═════ INPUT RECORDS

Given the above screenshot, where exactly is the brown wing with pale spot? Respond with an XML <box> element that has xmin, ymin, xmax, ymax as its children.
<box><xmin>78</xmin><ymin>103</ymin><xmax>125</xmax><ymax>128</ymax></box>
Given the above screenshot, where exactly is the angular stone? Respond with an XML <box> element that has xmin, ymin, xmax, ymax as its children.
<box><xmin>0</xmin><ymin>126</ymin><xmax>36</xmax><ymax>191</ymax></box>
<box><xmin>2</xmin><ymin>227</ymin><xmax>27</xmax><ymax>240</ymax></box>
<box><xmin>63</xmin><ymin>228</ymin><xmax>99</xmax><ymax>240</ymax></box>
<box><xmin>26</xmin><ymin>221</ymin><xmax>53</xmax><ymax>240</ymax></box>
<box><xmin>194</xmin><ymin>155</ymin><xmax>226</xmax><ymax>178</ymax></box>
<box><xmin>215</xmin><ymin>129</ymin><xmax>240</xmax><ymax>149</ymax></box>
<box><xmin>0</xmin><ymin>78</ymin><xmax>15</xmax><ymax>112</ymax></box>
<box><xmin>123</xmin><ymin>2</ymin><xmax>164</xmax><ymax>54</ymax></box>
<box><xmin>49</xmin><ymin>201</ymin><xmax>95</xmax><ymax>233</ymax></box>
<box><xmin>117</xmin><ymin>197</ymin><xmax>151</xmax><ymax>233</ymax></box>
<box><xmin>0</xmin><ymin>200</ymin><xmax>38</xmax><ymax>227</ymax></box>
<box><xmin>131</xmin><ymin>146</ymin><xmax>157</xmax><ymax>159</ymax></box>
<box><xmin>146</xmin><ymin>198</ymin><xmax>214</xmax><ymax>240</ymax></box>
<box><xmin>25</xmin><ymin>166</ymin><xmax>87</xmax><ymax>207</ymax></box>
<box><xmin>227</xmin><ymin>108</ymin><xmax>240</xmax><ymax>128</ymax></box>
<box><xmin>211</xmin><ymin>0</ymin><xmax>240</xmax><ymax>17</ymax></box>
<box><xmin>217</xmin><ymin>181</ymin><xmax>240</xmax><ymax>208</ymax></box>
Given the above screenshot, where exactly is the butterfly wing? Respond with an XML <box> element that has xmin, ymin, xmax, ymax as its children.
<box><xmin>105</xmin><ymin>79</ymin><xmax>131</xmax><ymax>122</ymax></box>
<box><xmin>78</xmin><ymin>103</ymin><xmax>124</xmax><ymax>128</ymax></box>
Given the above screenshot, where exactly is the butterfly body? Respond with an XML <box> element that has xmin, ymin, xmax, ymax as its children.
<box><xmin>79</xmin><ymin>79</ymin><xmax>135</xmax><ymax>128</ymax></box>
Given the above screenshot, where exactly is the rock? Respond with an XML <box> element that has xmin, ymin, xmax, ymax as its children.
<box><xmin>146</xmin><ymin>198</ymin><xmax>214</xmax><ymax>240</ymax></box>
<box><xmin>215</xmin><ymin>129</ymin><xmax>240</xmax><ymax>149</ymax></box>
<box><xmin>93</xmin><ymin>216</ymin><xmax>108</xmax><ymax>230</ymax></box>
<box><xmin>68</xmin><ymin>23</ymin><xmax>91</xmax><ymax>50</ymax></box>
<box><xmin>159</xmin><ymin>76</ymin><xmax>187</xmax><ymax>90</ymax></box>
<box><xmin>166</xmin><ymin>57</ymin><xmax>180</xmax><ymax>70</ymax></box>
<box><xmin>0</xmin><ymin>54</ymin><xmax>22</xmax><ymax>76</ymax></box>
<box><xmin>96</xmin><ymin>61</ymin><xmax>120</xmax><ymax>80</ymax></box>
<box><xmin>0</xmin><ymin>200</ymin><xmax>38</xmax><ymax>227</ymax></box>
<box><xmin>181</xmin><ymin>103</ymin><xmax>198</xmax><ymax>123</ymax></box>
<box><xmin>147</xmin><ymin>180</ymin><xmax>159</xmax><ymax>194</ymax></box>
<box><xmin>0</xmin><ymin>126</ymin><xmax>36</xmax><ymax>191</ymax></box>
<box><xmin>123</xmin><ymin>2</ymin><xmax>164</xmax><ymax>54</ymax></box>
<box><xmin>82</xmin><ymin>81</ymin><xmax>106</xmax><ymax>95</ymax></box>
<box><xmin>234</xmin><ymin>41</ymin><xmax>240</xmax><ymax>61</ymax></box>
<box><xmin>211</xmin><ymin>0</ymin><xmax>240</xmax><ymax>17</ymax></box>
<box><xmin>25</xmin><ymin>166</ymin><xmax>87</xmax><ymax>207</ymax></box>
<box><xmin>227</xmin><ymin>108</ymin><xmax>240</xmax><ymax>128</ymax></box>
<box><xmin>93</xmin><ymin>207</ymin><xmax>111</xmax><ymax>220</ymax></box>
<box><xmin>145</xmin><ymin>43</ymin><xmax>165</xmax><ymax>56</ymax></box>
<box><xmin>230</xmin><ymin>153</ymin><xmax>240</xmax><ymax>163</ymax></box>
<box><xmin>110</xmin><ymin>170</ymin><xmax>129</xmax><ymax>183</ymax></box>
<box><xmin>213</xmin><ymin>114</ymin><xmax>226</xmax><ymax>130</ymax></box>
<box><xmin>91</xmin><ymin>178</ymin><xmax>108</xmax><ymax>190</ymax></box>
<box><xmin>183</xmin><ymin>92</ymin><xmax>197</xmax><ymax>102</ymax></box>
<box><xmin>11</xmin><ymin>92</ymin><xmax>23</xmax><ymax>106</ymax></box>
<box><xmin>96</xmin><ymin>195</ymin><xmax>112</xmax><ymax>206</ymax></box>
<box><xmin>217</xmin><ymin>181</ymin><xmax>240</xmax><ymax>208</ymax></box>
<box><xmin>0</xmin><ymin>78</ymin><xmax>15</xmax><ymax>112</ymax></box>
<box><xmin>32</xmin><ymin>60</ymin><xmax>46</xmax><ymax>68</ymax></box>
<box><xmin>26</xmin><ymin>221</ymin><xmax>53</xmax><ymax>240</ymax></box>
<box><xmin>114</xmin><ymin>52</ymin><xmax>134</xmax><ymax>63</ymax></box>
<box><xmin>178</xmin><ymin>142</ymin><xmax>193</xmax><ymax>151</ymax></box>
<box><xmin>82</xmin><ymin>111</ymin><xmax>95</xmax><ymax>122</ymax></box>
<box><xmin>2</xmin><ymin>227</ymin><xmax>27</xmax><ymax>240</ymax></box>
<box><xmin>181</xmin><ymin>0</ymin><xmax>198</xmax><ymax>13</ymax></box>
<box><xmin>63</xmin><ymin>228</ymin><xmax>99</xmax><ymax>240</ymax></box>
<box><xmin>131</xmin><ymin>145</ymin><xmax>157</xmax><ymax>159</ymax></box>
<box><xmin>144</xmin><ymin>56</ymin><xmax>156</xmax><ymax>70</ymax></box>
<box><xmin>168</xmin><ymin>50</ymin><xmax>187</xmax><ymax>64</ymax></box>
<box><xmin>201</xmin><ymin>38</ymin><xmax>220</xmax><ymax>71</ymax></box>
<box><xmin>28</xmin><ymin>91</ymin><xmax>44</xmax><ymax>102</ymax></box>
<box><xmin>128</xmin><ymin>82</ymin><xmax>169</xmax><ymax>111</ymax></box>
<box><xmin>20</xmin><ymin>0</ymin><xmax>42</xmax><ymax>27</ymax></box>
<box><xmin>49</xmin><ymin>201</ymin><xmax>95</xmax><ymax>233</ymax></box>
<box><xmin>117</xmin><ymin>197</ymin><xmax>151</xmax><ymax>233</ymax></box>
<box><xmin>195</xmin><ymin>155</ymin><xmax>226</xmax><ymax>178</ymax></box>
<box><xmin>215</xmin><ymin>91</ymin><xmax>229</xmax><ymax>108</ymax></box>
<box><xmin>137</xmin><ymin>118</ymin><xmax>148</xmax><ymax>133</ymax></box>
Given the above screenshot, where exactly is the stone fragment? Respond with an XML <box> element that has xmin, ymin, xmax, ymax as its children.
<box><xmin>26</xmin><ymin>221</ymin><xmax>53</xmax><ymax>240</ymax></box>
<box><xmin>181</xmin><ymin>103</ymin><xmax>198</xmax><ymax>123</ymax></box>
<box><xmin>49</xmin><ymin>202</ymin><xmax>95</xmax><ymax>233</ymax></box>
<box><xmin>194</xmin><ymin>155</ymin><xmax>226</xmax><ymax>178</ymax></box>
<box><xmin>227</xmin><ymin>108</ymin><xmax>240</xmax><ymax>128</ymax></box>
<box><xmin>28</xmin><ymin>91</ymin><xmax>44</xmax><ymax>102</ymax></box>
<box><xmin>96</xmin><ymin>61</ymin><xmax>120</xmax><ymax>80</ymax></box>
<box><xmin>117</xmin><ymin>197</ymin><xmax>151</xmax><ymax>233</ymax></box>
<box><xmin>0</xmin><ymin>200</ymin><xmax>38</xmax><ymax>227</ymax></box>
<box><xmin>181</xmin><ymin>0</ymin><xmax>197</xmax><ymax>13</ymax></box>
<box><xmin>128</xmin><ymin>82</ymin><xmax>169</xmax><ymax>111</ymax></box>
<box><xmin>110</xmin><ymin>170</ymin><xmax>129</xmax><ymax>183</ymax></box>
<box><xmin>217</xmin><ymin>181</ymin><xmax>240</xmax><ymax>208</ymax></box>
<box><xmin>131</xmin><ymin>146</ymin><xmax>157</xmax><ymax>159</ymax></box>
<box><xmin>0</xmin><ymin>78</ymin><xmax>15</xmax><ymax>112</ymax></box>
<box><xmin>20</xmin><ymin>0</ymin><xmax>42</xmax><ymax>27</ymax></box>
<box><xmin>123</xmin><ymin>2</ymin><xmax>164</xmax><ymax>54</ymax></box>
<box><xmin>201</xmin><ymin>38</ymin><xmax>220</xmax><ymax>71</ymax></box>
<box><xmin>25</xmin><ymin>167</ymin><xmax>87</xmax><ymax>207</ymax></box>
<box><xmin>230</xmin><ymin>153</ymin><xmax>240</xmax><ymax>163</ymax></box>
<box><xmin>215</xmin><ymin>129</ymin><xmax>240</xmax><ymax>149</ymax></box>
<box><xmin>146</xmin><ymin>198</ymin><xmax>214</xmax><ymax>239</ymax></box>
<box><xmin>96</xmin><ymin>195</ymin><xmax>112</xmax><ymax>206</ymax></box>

══════════

● **YOUR INSTRUCTIONS**
Using the material above, report each line where "wing" occurs.

● **SOLUTION TO THE EXERCISE**
Given the above screenshot, where exactly is the brown wing with pale spot? Respond with an XML <box> element that has xmin, ymin, xmax, ymax as its children.
Given the above screenshot, where exactly is the butterfly wing? Respond with an XML <box> element that has xmin, ymin, xmax, ymax as its children.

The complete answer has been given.